Ya know ... I love it but frankly, I don't understand chaos any more than I understand quantum physics.

Can we start there?
 
Like to think the past is fixed, unalterable, and beyond our interference with it. The butterfly thing is just a metaphor, not literally true. Air molecules all 'contact' one another, so moving one moves the one next to it, and the one next to that, and on n on. Air is really better thought of in the same way we think of water.
 
From Smolin's book: Time Reborn: From the Crisis in Physics to the Future of the Universe (pg 85):

“Barbour's idea is radical but not difficult to explain in words. He asserts that all that exists, fundamentally, is a vast collection of frozen moments. Each moment has the form of a configuration of the universe. Each configuration exists — and is experienced by any beings caught in that configuration — as a moment of time. . . All any of us experience, he insists, is moments — snapshots of experience. Snap your fingers — that was one snapshot, one moment in the heap. Snap your fingers again — that's another moment. You have the impression that the second followed the first, but that's an illusion. You think so because in the second moment you have a memory of the first moment. But that memory is not an experience of time passing (which Barbour says never happens); it's just that the memory of the first moment is part of the experience of the second moment. All we experience — and all that's real, according to Barbour — are the individual moments in the heap.”

**Goals:**
A - In the passage on Barbour's frozen moments, what does Barbour assert is all that exists, fundamentally?
B - Extend the passage on Barbour's frozen moments, starting right after its final sentence.

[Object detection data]
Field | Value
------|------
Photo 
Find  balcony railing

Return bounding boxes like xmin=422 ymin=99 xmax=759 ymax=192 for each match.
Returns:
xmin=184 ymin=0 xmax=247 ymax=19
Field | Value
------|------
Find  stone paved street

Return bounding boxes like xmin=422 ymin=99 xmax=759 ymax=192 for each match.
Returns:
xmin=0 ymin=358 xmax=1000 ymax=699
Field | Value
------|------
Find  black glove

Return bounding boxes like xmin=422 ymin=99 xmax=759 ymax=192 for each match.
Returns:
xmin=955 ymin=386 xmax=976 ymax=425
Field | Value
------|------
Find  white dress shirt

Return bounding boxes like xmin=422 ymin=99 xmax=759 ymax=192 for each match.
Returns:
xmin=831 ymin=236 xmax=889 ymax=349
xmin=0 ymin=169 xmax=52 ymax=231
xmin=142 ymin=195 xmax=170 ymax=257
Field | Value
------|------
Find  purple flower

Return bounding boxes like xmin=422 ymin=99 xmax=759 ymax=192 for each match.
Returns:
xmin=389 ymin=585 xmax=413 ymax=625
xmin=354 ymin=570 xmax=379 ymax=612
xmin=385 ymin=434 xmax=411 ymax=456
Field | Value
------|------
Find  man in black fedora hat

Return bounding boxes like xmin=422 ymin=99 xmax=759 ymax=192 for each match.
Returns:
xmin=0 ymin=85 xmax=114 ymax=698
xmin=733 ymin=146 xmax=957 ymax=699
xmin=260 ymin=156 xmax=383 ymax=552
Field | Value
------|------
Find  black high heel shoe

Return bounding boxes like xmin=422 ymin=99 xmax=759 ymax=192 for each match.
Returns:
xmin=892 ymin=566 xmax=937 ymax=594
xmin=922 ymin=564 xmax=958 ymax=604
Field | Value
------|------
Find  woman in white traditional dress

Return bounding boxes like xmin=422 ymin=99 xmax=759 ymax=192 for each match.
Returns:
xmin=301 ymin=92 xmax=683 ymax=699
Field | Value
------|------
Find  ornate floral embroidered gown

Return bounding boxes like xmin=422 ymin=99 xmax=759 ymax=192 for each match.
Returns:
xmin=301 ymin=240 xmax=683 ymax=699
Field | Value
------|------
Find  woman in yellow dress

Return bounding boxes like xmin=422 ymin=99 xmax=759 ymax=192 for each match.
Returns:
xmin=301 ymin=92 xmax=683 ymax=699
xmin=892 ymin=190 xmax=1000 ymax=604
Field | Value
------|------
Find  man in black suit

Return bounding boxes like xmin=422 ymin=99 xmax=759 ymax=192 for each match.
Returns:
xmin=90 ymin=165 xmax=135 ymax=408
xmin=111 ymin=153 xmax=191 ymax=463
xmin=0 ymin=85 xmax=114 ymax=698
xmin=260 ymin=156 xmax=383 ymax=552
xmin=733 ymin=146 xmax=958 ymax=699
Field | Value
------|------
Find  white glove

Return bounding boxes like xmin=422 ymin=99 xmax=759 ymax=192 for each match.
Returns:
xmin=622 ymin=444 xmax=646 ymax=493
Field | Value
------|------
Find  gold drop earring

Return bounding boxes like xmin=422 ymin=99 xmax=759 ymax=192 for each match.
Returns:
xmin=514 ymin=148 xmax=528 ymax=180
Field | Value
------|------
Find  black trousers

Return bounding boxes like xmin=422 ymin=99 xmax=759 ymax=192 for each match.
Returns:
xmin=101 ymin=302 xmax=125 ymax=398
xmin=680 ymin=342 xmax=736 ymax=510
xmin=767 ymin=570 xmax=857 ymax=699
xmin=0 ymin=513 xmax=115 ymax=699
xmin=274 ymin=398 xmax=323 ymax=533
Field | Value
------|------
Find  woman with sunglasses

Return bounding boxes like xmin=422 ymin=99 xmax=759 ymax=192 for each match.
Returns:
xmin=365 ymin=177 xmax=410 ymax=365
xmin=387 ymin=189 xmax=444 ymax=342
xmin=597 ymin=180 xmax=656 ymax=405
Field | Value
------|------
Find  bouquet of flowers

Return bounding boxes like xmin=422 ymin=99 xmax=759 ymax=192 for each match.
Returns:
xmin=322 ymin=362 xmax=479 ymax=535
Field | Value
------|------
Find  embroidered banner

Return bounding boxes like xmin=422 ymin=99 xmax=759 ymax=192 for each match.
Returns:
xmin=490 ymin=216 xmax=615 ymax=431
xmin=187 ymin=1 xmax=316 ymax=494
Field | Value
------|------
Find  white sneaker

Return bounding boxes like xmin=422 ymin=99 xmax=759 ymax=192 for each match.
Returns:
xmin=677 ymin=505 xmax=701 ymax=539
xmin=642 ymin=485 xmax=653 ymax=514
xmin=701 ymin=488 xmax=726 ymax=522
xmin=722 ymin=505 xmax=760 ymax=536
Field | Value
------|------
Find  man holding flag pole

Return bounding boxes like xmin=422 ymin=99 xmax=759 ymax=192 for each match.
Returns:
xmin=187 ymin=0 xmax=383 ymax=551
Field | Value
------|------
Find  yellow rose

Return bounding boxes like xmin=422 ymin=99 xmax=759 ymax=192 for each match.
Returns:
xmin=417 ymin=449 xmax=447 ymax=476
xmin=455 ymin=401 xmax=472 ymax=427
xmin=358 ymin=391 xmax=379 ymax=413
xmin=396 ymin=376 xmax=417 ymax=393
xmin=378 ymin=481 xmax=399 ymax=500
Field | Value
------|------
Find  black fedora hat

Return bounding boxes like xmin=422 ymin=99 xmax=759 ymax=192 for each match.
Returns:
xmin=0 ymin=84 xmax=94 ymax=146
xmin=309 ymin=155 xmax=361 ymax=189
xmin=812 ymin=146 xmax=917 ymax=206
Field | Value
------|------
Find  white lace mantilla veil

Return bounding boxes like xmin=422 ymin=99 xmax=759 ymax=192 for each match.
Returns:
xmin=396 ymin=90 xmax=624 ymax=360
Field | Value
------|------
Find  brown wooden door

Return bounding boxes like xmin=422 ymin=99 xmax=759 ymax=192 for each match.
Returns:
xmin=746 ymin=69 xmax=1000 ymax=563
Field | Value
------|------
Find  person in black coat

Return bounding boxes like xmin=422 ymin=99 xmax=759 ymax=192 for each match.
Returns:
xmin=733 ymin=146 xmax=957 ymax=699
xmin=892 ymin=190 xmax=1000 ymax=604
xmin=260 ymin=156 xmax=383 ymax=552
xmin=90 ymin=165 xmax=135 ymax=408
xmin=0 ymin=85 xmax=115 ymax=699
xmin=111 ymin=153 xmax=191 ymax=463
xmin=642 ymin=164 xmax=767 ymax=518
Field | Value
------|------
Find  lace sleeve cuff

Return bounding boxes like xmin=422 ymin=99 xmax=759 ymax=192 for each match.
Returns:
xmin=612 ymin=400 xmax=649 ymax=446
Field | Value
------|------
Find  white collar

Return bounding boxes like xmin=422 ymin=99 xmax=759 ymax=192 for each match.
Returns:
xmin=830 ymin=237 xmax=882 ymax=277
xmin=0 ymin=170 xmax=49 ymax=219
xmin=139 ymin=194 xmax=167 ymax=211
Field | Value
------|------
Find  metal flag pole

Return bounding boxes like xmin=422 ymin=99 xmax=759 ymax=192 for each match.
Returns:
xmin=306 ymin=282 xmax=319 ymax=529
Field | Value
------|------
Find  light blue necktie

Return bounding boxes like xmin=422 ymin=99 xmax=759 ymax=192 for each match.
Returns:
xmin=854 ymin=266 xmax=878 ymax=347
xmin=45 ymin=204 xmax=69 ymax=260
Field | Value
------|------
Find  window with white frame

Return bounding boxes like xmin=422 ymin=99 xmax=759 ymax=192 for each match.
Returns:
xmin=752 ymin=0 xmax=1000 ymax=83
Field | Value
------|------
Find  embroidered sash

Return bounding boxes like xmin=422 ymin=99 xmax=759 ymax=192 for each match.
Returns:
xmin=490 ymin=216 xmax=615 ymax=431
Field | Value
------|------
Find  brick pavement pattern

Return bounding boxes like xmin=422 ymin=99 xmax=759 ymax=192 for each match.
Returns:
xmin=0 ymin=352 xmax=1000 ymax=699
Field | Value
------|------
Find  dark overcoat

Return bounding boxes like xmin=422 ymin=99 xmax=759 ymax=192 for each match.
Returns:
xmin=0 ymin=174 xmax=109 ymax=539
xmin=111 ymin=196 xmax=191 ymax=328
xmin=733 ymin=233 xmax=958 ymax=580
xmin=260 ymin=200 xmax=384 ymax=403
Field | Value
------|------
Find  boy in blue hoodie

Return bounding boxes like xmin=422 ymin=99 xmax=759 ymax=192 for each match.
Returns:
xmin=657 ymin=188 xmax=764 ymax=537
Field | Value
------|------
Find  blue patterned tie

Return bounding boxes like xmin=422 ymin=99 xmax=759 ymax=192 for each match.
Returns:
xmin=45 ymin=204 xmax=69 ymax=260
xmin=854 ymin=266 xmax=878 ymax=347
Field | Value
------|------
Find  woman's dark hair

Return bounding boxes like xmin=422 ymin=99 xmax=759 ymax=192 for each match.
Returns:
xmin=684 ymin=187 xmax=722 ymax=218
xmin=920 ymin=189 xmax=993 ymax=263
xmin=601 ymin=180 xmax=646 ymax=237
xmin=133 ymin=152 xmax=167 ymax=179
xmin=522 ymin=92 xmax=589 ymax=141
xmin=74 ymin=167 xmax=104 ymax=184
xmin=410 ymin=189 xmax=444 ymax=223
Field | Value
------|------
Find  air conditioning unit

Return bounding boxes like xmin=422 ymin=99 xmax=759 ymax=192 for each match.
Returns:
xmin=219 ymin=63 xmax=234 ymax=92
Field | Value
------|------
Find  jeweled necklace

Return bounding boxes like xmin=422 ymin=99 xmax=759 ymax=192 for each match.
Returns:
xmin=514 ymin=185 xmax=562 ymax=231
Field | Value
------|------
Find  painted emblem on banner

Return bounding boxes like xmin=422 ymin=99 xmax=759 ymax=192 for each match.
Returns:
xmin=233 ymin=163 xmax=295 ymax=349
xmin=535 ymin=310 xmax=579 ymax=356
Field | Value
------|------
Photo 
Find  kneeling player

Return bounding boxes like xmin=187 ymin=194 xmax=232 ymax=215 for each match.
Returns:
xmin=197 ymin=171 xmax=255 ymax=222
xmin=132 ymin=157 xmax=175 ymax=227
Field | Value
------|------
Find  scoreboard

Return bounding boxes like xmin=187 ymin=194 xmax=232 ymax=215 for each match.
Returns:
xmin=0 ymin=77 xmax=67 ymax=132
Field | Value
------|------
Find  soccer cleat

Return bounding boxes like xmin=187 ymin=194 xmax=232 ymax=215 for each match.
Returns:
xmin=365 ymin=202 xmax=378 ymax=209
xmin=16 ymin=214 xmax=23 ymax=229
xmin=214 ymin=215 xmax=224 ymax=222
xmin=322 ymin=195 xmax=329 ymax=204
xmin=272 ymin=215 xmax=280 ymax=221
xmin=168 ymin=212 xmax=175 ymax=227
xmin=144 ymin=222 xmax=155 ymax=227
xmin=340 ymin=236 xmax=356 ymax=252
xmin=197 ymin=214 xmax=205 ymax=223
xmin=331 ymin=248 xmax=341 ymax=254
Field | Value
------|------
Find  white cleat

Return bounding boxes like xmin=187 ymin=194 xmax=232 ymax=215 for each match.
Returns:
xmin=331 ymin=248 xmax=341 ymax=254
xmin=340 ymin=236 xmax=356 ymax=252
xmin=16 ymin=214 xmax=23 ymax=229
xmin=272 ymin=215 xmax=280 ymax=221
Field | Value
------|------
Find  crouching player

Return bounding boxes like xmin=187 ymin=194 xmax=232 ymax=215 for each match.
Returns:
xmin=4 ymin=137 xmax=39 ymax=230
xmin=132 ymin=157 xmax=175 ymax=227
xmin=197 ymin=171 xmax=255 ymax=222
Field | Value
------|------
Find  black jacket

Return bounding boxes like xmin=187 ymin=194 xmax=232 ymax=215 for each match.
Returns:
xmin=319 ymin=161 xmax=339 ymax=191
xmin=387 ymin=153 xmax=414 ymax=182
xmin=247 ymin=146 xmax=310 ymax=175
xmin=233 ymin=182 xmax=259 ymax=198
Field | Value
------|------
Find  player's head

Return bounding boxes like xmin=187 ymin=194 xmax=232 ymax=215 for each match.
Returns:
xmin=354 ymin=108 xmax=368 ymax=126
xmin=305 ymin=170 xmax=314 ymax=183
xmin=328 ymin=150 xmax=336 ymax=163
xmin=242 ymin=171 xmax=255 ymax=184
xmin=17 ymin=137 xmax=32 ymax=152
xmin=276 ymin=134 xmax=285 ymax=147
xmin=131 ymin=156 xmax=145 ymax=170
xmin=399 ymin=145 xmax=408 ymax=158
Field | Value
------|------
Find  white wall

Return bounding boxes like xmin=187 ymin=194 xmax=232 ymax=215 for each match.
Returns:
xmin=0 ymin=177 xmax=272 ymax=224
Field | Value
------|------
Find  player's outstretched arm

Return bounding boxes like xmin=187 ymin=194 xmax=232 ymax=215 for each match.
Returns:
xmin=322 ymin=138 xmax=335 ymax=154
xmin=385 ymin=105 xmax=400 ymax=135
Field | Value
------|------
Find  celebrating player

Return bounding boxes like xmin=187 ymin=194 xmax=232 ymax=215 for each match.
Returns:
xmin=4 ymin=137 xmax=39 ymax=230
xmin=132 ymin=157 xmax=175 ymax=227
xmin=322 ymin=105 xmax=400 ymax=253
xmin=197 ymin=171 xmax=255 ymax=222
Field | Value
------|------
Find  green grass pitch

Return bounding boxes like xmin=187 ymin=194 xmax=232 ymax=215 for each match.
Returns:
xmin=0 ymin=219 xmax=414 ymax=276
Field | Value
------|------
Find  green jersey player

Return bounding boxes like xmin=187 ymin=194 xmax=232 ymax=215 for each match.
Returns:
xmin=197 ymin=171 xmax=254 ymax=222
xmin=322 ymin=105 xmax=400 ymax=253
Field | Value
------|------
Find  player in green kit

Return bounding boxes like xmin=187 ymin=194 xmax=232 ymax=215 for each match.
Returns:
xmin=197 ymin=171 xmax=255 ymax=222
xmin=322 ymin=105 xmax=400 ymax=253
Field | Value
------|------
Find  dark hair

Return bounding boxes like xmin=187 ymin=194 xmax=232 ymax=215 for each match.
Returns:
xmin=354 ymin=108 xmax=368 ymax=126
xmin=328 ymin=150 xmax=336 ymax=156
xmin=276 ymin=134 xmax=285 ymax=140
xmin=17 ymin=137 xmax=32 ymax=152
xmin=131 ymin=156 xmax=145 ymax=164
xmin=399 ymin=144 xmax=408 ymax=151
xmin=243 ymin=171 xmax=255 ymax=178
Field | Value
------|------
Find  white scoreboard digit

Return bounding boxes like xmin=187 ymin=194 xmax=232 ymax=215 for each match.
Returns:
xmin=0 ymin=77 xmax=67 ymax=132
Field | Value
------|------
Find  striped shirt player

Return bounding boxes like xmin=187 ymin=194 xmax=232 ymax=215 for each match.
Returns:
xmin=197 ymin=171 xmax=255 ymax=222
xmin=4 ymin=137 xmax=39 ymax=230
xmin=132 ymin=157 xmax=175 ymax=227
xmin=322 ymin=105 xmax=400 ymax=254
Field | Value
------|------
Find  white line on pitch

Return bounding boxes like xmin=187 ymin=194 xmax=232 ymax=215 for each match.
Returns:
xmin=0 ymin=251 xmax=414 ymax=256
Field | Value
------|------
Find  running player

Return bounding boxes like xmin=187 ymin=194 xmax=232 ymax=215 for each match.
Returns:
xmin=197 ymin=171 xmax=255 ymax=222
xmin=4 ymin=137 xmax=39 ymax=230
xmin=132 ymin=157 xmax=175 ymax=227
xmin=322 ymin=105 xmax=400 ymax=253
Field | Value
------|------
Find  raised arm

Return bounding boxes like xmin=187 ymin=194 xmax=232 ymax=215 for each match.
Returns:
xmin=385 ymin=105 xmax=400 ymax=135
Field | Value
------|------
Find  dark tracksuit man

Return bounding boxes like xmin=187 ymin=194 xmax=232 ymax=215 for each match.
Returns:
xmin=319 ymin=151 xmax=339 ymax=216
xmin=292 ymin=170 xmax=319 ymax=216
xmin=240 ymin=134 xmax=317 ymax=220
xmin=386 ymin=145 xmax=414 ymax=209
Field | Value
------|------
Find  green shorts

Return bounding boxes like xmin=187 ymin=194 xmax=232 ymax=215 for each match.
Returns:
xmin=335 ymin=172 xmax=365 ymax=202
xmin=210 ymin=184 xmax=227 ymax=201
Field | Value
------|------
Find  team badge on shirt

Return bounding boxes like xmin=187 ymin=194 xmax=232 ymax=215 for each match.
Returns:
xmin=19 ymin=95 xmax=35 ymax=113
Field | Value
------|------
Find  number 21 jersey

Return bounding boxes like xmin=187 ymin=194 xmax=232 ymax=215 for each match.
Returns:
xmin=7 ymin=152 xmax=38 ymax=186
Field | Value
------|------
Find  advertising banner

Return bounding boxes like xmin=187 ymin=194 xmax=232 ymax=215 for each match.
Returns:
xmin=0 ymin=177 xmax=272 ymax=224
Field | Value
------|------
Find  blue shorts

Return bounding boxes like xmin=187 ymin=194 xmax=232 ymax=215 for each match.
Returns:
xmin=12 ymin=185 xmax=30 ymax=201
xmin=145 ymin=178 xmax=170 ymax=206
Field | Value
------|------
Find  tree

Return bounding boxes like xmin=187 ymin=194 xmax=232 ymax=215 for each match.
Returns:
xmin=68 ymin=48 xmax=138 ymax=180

**Answers by task:**
A - A vast collection of frozen moments.

B -
Time is not a static property; but an illusory perception as stridently maintained by many historically renowned physicists. We must remain internally localized — not to reconcile ourselves to a single collective yearning. Even if we are in a common pool, it doesn't mean that we'll all agree, we'd still divergently aberrate toward greater entropy. Einstein ushered the way for relative chronology; so that my innate sense of a ticking watch is not exactly determined by your very own observational judgments however strong they may be. Then, it is in the highest interest that we make the effort to guarantee unrestrained clearance to our freethinking intellectual dissentients. That if they are not viewed kindly by that of majority decree they can still smooth along the tide and not wither away, unto any solipsist trickery. But of course, belligerent terminators as is fictionally materialized are of a solipsistic inclining character due to the fact they are deterministically endowed. Maybe there are arbitrated constants since I don't see time's arrow spinning incessantly notwithstanding being in a dreamily woozy imaginary reality — dumbfoundedly thunderstruck to no ends by tottering distraction. So chaos abounds, change drags on, the clock stops and we all carry on. Note: Sorry, this is a bit of an intense subject... hope the quote helps.